Input below:
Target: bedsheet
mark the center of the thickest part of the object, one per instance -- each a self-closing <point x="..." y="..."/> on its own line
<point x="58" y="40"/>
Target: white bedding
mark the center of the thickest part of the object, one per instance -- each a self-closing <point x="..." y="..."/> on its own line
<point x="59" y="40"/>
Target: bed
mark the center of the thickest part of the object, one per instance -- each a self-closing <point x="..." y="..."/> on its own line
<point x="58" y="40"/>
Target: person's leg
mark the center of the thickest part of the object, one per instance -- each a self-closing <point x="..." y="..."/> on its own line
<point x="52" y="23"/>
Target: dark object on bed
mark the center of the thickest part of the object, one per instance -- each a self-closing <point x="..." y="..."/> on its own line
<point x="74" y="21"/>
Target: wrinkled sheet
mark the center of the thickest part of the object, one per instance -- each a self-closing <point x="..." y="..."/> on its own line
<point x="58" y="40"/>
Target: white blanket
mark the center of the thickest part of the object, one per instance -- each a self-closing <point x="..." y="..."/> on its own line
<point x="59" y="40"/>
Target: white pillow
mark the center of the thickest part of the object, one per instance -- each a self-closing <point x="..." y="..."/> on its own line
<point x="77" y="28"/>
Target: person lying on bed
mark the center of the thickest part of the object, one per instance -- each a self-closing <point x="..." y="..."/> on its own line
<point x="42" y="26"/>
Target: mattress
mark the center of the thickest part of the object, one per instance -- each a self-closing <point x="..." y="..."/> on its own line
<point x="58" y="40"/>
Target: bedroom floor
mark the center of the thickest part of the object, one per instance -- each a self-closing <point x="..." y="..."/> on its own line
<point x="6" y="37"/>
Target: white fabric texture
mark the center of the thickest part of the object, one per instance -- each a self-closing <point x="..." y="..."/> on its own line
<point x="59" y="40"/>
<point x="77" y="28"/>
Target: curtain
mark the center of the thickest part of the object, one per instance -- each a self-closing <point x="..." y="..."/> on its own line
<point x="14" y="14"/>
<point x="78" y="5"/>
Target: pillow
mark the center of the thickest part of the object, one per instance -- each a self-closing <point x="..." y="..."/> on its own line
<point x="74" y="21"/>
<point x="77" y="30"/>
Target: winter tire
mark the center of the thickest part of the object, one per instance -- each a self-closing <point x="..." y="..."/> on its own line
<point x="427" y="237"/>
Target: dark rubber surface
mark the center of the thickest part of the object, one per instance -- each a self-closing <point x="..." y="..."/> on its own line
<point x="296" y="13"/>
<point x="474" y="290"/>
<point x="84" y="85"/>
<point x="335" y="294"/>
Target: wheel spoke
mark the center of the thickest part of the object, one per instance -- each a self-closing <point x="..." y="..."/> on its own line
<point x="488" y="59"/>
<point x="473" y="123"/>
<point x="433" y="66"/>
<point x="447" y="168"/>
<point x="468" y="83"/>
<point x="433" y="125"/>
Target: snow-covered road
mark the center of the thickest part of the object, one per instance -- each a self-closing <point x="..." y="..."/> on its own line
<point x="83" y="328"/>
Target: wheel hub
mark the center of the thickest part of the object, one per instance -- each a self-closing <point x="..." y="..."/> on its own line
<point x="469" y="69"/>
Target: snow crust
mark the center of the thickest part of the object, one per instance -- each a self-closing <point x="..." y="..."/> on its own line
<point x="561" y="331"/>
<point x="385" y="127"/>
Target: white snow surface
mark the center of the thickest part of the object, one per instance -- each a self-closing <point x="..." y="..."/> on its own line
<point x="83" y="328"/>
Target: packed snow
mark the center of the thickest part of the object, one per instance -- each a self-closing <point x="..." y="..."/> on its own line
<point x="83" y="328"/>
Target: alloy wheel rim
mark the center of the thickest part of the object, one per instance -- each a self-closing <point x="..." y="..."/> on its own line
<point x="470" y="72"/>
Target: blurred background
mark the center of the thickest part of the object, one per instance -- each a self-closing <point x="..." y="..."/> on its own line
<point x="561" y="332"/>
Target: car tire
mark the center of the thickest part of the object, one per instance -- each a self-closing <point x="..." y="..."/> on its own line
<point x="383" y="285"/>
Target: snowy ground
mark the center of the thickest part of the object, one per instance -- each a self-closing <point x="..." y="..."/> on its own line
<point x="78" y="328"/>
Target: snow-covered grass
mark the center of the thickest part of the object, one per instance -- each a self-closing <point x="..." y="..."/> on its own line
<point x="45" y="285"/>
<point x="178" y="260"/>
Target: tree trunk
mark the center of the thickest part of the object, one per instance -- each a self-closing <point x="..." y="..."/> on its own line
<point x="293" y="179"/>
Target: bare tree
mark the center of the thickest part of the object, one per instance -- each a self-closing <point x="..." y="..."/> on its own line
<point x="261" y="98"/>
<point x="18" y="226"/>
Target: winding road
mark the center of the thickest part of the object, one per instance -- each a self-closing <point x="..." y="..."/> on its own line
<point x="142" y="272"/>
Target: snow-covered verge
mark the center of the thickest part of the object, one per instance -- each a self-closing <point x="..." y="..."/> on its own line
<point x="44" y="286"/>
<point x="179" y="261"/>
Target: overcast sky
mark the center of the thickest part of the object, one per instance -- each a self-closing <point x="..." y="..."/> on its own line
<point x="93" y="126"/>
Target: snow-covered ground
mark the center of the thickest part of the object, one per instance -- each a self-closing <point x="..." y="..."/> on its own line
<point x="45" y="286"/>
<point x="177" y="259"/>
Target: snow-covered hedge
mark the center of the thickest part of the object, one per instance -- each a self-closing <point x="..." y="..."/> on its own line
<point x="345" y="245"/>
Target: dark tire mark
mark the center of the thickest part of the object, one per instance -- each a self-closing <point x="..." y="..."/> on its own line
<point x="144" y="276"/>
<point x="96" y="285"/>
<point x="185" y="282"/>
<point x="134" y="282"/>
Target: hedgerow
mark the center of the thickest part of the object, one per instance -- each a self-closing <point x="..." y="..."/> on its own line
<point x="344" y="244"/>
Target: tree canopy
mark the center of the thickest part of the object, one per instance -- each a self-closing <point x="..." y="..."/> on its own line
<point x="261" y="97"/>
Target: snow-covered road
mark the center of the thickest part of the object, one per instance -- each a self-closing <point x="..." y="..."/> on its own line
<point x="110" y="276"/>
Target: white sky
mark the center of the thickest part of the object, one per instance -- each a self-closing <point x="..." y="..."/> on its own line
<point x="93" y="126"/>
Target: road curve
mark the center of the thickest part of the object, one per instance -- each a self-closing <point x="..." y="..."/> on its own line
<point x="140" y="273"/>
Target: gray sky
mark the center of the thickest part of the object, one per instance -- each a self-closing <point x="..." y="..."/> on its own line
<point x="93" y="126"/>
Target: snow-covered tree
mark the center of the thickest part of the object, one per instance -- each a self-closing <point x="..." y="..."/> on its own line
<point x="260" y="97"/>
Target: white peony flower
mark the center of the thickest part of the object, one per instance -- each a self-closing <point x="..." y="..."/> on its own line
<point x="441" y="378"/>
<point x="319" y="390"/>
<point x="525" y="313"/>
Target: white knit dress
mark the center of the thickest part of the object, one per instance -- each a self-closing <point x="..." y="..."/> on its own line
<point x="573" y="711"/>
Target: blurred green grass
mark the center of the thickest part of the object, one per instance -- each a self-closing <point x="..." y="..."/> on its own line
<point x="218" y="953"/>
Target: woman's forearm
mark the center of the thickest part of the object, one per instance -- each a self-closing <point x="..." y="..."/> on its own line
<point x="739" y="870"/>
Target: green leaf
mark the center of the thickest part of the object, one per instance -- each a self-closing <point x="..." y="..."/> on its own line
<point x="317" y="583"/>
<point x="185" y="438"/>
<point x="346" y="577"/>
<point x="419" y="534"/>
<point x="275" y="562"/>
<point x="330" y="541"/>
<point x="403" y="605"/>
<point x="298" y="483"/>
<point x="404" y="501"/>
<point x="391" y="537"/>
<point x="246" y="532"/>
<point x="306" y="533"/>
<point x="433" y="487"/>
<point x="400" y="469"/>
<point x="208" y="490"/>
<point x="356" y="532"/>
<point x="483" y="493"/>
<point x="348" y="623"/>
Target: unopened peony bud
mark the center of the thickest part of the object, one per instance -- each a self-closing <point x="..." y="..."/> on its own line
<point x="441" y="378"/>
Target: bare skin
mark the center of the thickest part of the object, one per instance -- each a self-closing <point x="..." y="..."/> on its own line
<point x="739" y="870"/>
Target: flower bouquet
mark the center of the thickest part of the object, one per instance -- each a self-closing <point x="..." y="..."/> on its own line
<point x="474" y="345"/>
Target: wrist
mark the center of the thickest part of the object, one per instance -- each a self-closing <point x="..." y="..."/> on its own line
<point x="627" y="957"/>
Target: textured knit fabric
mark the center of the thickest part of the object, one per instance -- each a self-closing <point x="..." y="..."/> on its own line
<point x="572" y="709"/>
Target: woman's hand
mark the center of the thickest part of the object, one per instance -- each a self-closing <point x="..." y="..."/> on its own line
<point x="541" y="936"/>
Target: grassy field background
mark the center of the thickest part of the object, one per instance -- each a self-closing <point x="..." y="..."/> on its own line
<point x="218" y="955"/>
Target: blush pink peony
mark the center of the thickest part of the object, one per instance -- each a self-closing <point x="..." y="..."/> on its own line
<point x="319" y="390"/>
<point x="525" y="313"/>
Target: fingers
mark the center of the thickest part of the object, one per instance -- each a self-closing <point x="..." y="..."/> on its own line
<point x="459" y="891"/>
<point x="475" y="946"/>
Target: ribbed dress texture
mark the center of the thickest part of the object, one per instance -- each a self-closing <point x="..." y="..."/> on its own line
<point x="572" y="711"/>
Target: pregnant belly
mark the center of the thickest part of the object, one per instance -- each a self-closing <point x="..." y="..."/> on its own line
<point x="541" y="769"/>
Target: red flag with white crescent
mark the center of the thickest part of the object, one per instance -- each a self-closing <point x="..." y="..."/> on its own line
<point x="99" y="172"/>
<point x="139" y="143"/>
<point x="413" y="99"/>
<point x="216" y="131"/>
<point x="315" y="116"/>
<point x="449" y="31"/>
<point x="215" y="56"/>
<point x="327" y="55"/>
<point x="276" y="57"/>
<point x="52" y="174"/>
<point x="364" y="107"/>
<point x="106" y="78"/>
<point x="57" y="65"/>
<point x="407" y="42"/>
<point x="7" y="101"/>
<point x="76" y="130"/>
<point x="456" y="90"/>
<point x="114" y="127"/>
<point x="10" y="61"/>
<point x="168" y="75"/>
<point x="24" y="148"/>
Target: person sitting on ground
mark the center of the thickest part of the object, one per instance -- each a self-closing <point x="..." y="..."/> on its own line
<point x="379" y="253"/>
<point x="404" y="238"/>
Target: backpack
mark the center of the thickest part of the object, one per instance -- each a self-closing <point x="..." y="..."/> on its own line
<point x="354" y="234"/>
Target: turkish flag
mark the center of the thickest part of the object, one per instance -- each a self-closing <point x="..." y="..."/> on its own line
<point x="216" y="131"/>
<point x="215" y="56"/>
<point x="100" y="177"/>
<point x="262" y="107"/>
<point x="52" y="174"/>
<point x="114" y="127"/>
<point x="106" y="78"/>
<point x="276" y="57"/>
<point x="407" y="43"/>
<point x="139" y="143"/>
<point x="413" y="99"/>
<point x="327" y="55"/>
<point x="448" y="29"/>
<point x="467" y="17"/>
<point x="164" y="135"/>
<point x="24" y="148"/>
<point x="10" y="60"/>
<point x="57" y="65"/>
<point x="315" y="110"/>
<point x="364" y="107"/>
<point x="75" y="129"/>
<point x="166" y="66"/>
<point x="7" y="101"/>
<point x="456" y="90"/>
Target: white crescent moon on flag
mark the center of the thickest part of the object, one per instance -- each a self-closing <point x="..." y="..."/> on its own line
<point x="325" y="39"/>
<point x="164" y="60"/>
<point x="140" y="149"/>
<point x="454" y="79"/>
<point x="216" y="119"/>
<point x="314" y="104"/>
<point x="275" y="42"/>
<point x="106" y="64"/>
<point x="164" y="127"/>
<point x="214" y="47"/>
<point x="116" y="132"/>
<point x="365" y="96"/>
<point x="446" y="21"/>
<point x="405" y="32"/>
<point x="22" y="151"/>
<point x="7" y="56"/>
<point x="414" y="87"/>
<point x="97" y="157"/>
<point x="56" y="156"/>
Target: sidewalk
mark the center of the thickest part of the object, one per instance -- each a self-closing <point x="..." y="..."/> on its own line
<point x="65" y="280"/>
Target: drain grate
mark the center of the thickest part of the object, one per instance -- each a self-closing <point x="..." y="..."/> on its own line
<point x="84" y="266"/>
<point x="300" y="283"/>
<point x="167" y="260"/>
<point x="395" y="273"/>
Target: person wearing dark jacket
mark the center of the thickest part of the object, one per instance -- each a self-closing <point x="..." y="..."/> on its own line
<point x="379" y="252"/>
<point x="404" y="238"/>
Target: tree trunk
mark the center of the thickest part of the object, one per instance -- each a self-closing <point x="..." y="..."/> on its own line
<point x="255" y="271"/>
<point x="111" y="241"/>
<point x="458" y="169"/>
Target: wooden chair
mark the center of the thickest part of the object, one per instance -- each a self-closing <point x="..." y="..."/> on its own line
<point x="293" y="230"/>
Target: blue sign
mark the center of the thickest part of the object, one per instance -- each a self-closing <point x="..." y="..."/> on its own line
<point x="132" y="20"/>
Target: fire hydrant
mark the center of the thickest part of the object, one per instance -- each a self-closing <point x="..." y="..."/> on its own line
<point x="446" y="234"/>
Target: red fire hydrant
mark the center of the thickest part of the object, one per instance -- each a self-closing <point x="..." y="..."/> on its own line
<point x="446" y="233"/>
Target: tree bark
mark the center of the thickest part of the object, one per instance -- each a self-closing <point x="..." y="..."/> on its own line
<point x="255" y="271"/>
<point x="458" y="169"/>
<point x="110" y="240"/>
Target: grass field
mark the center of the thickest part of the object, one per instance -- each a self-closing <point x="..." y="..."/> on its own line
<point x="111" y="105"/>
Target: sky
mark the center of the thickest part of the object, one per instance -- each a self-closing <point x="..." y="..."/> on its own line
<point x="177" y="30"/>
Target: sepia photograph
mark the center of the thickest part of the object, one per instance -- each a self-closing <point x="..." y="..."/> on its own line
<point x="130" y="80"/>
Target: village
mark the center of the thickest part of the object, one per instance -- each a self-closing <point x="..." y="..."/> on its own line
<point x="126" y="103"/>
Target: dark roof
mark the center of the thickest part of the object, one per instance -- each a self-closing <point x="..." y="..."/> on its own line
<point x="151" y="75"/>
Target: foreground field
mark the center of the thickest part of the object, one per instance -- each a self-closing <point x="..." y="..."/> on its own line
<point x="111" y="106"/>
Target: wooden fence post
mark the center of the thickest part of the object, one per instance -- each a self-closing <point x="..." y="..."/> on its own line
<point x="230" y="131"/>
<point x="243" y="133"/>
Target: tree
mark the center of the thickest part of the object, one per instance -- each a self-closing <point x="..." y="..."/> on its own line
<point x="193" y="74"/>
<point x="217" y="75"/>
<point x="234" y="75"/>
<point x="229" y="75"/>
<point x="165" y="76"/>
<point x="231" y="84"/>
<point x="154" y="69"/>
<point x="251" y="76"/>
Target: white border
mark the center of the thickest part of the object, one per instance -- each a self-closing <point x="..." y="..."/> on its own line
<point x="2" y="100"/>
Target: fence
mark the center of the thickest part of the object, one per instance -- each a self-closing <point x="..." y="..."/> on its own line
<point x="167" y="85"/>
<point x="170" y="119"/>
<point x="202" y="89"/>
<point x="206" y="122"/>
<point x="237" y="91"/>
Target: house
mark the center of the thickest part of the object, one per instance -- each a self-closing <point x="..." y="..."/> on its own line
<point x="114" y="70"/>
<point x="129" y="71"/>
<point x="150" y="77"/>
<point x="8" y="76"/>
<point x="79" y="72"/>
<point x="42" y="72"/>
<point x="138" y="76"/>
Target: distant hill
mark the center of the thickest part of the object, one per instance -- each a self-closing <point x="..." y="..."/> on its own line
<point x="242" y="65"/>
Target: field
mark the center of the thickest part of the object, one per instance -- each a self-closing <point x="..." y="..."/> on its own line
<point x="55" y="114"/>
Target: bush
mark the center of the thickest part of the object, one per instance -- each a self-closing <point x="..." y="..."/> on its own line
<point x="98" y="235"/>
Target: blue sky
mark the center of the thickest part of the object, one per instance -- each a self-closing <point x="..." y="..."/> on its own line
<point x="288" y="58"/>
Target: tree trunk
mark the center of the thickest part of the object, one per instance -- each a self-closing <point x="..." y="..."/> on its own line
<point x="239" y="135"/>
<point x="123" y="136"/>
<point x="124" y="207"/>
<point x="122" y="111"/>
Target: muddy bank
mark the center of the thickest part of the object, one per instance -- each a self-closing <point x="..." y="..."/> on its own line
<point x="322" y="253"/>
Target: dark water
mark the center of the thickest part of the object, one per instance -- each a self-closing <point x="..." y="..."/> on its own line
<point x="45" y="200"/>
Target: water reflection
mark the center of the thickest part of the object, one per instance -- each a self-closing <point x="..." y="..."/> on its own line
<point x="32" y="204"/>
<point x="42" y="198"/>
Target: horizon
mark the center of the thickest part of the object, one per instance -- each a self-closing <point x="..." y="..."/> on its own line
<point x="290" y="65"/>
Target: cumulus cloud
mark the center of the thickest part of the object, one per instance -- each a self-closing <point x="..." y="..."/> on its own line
End of Input.
What you are asked to do: Tally the lines of the records that contain the word "dress", then give only the tally.

Expected answer: 2